* Texto extraído *
-------------------------

Claudio Weber Abramo deve tomar cuidado com a imagem da ong Trasnsparência Brasil. Um dos trunfos desta organização é seu apartidarismo e sua isenção, na tentativa de prestar um serviço ao país, disponibilizando, analisando e explicando dados sobre o funcionamento do Estado, nem sempre fáceis de serem conseguidos e compreendidos pelo cidadão comum.
Se Abramo rever o programa Globo News Painel levado ao ar ontem (sábado, 27 de junho) perceberá por exemplo que uma das suas falas foi cortada, de forma tão grosseira que uma frase ficou pela metade.
E por que fariam isso? Pelo simples fato de que ele cometeu o pecado de sugerir a relativização de algumas acusações feitas contra Lula pelos convidados, e levantadas pelo jornalista.
Um roteiro viciado
No programa, mediado pelo pouco imparcial Willian Waack (que geralmente vocaliza as posições de Ali Kamel no Jornal da Globo), estavam, além de Abramo, o sociólogo e cientista político Bolivar Lamounier, ligado ao PSDB, e o historiador "do" governo de São Paulo, Marco Antonio Villa, da Ufscar (que a legenda insistiu em transformar em "Uniscar"), que, ao lado de Demétrio Magnoli, vem sendo "o especialista" usado para legitimação das posições políticas da grande mídia.
Quem assistiu ao programa viu algumas teses fabulosas serem levantadas:
1. Lula é o culpado pelo aumento da violência escolar.
2. Lula é o culpado pelo aumento do uso de drogas.
Sempre direcionado por Willian Waack, o debate montado para discutir "a crise ética na política brasileira" ou, numa paráfrase constantemente repetida pelo jornalista, "a crise de valores da sociedade", foi um espetáculo de propaganda anti-lulista.
Ora, não é preciso dizer que a política precisa de melhorias urgentes, mas nunca foi diferente do que é hoje, e a complexidade do teatro político não pode ser avaliada a partir de considerações simplistas.
Não se aprofundou, por exemplo, a questão levantada por Abramo de que o Executivo Federal pode negociar 30 mil indicações e governos de estados como São Paulo trabalham com uma margem de manobra na ordem de 20 mil "contratados". O que, segundo o próprio Abramo, é um campo amplo para "negociações" pouco afeitas ao espírito público.
Mas o pecado de Abramo para ver seu tema abortado foi ter levantado uma questão que atinge ao país como um todo e que é "interessadamente" ignorado por todos os partidos. Enfatizemos: "todos".

-------------------------

* Dados exibidos *
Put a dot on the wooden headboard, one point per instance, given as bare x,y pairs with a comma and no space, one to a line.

-------------------------

* O que fazer *
1 – De acordo com o texto extraído, por que uma das falas de Abramo teria sido cortada do programa? Responda em uma a três frases.
2 – Responda com base no texto extraído, uma pergunta por linha:
(a) Em que data o programa Globo News Painel foi ao ar?
(b) A qual partido o texto diz que Bolivar Lamounier está ligado?
(c) Quantas indicações o Executivo Federal pode negociar, conforme a questão levantada por Abramo?
3 – Transcreva do texto extraído o trecho que começa em "Sempre direcionado por" e termina em "ao espírito público.", incluindo este último.
Baseie-se somente no texto extraído.

* Em resposta *
1 – Segundo o texto, a fala teria sido cortada porque Abramo cometeu o "pecado" de sugerir a relativização de algumas acusações contra Lula. Essas acusações tinham sido feitas pelos convidados e levantadas pelo jornalista.

2 –
(a) Sábado, 27 de junho.
(b) Ao PSDB.
(c) 30 mil.

3 –
Sempre direcionado por Willian Waack, o debate montado para discutir "a crise ética na política brasileira" ou, numa paráfrase constantemente repetida pelo jornalista, "a crise de valores da sociedade", foi um espetáculo de propaganda anti-lulista.
Ora, não é preciso dizer que a política precisa de melhorias urgentes, mas nunca foi diferente do que é hoje, e a complexidade do teatro político não pode ser avaliada a partir de considerações simplistas.
Não se aprofundou, por exemplo, a questão levantada por Abramo de que o Executivo Federal pode negociar 30 mil indicações e governos de estados como São Paulo trabalham com uma margem de manobra na ordem de 20 mil "contratados". O que, segundo o próprio Abramo, é um campo amplo para "negociações" pouco afeitas ao espírito público.